▶ 設問:
成人の発達障がい者支援についての抜粋文によると、発達障害者支援法は何年に施行されましたか。

▶ 抜粋文:
━━━━━━━━━━━━━━━━

成人の発達障がい者支援はまだ整備途上

第1回定例会の一般質問より③

発達障がいは、他の人と意思の疎通がスムーズにいかない、知的には問題がないのに社会のルールが理解できない、など「生きにくさを抱えた人」の問題が一種の障がいによるものであると規定づけた概念です。
写真 杉並ネットのメンバーには介助員ボランティアとして、子どもたちの学校生活をサポートする活動をする人がいる
2005年に発達障害者支援法が施行され、それまで福祉制度の谷間にあって行政施策の対象とならなかった発達障がい者とその家族にとって、生涯を通じて公的な支援が受けられるよう定められた意義は大きく、また発達障がいという種類の障がいを社会に認知させるきっかけとなりました。

ただ外見上はほとんどわからない、障がいの程度も症状も個人差の大きい発達障がい者への支援のあり方には、多くの課題が山積しています。

杉並区の場合、子どもの発達障がいについては乳幼児期から学齢期までふくめてきめ細かい支援策が施されていると評価できますが、成人に対しては、安心して地域でくらせる体制が整備されているとはいえません。

障害者基本法、障害者自立支援法の対象とされていないため、発達障がいに必要な支援の規定がなく共通認識がされていないという法的不備もあります。区の保健福祉計画、障害福祉計画でも種別にすると「その他」の部類に入ることになり、障害者手帳や愛の手帳、保健福祉手帳の交付を受けることもありません。行政計画に明確に位置づけることが必要です。

障害者自立支援法は現在見直し作業中で、発達障がいが位置づけられる方向が示されています。この動向を注意深く見守っていきたいと思います。

さて質問のほうは、特に成人の発達障がい者に関して区の取り組みを問いました。とくに発達障がいは個人ごとにそれぞれ症状や個性が異なるうえ、医師によっても診断の異なる場合があり、ボーダーライン上にある人も相当数いると考えられます。そのため個別の対応が不可欠となります。

第1には相談窓口の充実であり、医療、保健、福祉、教育、労働などの所管が連携しての個別の支援体制が必要です。

━━━━━━━━━━━━━━━━

▶ 参考資料:

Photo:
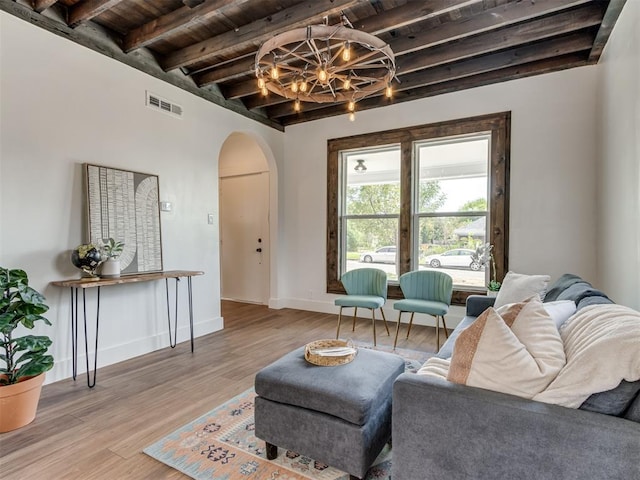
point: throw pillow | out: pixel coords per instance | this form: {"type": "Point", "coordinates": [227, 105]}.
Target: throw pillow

━━━━━━━━━━━━━━━━

▶ 解答:
2005年です。